**STATED PROBLEM**
Filter the lines below, keeping only those that contain the string "white", and copy each kept line unchanged.

**THE DATA**
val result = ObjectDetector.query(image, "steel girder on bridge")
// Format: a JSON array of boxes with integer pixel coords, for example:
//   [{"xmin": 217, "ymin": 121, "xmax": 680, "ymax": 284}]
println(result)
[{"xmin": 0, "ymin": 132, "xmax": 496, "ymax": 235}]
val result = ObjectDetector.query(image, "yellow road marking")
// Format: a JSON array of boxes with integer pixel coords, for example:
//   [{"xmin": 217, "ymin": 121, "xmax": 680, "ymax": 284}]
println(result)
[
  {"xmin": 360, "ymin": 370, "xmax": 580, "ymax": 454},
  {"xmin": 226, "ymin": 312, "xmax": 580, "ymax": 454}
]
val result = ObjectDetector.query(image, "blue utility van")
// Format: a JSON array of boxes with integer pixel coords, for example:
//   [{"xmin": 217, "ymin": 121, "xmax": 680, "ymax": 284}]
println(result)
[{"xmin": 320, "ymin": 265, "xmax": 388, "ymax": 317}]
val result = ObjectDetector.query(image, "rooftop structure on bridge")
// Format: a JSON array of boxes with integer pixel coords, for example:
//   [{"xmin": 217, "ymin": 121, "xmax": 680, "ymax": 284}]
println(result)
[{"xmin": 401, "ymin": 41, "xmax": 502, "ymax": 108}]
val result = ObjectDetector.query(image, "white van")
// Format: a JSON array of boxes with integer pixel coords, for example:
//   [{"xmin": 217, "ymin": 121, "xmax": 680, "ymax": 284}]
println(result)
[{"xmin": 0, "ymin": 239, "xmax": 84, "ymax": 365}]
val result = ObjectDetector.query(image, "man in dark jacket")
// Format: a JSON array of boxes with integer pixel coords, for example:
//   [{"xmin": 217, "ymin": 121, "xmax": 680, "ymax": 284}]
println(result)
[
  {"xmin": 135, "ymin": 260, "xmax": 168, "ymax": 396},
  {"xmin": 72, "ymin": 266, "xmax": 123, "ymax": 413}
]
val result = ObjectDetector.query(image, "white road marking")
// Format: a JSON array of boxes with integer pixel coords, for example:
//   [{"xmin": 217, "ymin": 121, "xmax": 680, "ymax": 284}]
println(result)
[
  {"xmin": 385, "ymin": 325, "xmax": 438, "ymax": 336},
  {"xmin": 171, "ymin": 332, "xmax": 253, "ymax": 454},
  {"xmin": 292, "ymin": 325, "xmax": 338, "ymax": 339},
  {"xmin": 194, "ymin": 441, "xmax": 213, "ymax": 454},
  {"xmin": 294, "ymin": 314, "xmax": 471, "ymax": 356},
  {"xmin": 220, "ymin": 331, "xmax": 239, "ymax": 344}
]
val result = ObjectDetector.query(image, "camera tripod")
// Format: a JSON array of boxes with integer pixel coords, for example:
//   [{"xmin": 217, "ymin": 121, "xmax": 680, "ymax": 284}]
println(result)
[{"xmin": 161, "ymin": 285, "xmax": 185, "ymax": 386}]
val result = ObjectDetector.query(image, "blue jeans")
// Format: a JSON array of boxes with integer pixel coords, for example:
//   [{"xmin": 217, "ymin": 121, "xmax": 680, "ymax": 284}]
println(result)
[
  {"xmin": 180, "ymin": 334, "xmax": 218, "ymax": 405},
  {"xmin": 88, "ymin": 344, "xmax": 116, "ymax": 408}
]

--

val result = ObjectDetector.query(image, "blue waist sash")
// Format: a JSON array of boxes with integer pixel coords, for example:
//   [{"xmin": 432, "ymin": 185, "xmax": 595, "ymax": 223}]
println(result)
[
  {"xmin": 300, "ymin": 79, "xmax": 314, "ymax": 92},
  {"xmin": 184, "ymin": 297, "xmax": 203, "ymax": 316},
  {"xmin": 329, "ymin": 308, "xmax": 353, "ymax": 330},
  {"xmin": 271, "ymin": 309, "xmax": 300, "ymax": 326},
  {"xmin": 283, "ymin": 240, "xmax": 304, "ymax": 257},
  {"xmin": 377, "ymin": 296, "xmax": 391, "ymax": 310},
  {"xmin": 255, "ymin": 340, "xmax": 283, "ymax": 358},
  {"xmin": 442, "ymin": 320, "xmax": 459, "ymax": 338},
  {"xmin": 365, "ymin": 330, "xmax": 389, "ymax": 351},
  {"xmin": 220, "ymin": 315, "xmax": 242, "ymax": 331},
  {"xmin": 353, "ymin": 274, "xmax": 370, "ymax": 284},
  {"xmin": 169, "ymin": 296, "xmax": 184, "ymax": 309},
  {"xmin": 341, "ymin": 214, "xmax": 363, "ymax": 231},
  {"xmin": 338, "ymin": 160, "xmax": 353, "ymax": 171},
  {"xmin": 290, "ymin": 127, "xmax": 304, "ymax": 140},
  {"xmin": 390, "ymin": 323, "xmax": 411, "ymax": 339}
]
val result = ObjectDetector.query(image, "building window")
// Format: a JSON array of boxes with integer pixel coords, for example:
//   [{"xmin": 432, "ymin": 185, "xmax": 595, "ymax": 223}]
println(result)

**RESULT**
val result = ObjectDetector.query(image, "white van")
val result = ObjectDetector.query(image, "white road marking")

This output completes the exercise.